Give back the line where "Existence query: does the image contain any black waist" appears and all the lines after it until the listing ends, unchanged and with nothing else.

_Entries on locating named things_
#####
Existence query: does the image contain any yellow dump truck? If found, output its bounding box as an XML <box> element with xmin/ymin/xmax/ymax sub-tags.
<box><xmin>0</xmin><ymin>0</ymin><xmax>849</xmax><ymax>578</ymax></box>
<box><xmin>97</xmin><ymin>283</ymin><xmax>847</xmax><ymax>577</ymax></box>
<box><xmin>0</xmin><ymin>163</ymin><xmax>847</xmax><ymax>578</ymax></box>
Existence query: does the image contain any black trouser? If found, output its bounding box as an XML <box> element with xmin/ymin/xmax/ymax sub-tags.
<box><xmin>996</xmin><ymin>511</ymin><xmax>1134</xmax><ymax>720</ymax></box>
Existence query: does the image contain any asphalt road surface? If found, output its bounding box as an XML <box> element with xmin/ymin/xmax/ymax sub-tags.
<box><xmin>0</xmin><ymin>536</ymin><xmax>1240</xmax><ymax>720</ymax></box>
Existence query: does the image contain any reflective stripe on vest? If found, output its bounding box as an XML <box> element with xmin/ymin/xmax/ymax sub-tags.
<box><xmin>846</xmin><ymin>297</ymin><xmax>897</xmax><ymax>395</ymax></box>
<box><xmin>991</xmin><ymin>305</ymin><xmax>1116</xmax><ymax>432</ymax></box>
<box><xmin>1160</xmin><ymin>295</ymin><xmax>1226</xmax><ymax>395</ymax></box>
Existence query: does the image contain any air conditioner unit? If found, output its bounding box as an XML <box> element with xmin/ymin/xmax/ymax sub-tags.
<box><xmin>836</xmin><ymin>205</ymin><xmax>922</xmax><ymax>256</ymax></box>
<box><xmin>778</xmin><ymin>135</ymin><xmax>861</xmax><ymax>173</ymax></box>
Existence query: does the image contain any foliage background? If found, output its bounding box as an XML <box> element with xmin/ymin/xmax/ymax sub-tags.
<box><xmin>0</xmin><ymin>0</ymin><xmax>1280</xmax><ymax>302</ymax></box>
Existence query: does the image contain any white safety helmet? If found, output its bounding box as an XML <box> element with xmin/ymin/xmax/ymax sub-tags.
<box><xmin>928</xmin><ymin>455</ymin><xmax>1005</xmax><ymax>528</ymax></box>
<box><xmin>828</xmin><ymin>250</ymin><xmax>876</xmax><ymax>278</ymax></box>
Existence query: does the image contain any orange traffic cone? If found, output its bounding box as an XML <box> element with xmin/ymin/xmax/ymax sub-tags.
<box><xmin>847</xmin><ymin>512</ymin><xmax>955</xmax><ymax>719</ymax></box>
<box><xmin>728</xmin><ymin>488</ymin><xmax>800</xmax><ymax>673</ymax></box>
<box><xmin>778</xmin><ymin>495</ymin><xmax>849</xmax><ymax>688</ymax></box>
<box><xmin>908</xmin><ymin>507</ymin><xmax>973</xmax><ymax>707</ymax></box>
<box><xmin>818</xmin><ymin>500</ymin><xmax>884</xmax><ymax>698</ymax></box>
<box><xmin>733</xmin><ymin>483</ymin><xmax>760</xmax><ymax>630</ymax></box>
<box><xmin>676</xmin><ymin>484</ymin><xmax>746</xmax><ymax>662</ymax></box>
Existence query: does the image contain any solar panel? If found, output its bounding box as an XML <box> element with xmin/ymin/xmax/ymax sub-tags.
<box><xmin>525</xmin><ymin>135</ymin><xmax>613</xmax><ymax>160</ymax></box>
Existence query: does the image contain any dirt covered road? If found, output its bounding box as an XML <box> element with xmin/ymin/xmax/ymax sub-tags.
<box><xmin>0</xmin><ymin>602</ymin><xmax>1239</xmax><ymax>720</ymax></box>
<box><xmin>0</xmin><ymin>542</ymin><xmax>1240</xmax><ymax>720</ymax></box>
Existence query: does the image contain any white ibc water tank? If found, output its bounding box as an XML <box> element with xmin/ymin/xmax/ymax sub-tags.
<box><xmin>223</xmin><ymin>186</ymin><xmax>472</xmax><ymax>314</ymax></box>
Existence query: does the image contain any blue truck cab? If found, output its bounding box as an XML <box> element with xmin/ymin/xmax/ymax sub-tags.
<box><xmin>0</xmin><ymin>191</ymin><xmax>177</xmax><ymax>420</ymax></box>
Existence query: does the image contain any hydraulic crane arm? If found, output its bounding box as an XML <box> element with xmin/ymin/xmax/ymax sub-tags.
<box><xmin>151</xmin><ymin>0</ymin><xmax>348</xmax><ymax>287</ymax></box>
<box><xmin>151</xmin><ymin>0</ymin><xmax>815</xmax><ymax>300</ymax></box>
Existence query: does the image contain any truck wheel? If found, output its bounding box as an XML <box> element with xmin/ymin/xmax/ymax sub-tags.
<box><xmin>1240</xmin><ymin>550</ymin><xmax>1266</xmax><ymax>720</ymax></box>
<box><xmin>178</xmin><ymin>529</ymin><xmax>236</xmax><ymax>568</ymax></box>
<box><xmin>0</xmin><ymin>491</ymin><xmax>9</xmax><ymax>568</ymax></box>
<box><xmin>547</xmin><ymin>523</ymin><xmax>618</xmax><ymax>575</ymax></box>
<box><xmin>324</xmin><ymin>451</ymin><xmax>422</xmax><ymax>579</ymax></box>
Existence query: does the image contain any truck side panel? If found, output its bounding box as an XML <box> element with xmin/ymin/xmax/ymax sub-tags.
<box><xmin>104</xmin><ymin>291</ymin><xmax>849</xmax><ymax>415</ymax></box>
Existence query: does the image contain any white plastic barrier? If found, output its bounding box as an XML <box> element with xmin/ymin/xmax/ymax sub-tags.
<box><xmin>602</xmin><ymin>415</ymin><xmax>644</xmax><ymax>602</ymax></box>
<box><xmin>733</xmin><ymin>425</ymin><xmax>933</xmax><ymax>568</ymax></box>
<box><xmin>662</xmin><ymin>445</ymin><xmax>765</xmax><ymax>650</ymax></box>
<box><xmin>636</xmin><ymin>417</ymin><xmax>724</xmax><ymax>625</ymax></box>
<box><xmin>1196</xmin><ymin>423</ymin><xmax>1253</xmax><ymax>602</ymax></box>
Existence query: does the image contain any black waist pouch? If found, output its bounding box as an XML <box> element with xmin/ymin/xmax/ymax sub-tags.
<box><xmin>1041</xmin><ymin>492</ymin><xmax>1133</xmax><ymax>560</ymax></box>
#####
_Problem solution_
Existence query: does the image contain any black waist pouch? If found, output its bounding box as an XML <box> element with xmin/ymin/xmax/ymax sub-tags.
<box><xmin>1041</xmin><ymin>492</ymin><xmax>1133</xmax><ymax>560</ymax></box>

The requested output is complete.